What the task asks: Please return every line from the entries that has the string "smile" in it.

Working data:
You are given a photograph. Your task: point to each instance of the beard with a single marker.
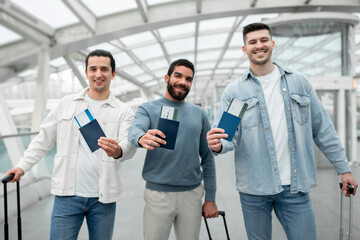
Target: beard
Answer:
(263, 62)
(178, 96)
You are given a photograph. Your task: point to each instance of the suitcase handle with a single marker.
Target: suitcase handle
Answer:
(7, 178)
(222, 213)
(350, 188)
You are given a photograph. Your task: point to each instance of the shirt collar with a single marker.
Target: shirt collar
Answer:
(248, 74)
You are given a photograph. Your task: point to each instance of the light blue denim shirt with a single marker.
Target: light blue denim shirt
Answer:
(307, 122)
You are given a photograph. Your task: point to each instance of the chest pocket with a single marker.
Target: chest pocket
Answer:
(65, 123)
(252, 117)
(300, 106)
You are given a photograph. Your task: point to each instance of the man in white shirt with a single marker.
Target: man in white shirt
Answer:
(85, 183)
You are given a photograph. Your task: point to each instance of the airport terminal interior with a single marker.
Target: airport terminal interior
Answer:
(43, 45)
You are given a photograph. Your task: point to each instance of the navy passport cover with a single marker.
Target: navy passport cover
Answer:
(229, 123)
(170, 129)
(91, 133)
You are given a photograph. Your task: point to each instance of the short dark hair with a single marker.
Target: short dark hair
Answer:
(101, 53)
(181, 62)
(254, 27)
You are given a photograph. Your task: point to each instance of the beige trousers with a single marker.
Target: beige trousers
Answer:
(163, 209)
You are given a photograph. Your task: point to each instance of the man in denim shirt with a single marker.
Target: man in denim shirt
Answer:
(274, 152)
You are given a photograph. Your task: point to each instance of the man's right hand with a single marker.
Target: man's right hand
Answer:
(149, 141)
(18, 173)
(214, 137)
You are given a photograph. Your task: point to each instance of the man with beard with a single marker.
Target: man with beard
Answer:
(274, 150)
(173, 194)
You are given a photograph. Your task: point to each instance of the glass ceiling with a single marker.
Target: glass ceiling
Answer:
(203, 31)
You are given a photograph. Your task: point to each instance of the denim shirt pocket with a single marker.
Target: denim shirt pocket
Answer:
(300, 105)
(252, 117)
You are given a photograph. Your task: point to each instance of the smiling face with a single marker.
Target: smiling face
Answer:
(179, 83)
(258, 47)
(99, 75)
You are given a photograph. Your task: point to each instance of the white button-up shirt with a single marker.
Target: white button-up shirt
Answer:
(59, 126)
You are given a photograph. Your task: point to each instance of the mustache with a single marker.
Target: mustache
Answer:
(182, 86)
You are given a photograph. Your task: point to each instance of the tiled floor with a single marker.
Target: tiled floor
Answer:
(128, 225)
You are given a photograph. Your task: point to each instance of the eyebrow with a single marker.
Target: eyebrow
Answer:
(182, 74)
(99, 66)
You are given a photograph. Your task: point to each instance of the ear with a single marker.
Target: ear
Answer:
(166, 78)
(244, 49)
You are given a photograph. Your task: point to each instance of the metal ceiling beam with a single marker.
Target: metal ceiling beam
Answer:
(76, 71)
(143, 9)
(69, 42)
(236, 25)
(161, 43)
(120, 45)
(83, 13)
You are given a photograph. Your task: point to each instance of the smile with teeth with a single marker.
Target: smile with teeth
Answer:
(98, 80)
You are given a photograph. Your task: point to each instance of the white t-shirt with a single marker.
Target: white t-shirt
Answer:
(87, 167)
(275, 106)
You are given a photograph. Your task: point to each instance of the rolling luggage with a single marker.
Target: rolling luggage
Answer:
(351, 191)
(5, 180)
(222, 213)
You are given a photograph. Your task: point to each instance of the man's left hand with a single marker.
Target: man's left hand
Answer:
(346, 179)
(110, 146)
(210, 209)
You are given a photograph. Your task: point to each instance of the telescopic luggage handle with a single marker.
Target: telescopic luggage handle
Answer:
(350, 189)
(222, 213)
(5, 180)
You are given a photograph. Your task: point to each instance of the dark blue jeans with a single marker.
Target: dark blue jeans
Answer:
(68, 215)
(294, 212)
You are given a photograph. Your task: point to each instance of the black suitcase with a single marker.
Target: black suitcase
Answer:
(351, 191)
(5, 180)
(222, 213)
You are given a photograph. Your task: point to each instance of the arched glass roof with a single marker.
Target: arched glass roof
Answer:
(145, 36)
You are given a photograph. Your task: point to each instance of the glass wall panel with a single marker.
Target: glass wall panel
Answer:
(314, 48)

Your solution:
You are given a photograph. Your task: point to each instance of the smile with teeth with a single marker.
Target: smile with teeth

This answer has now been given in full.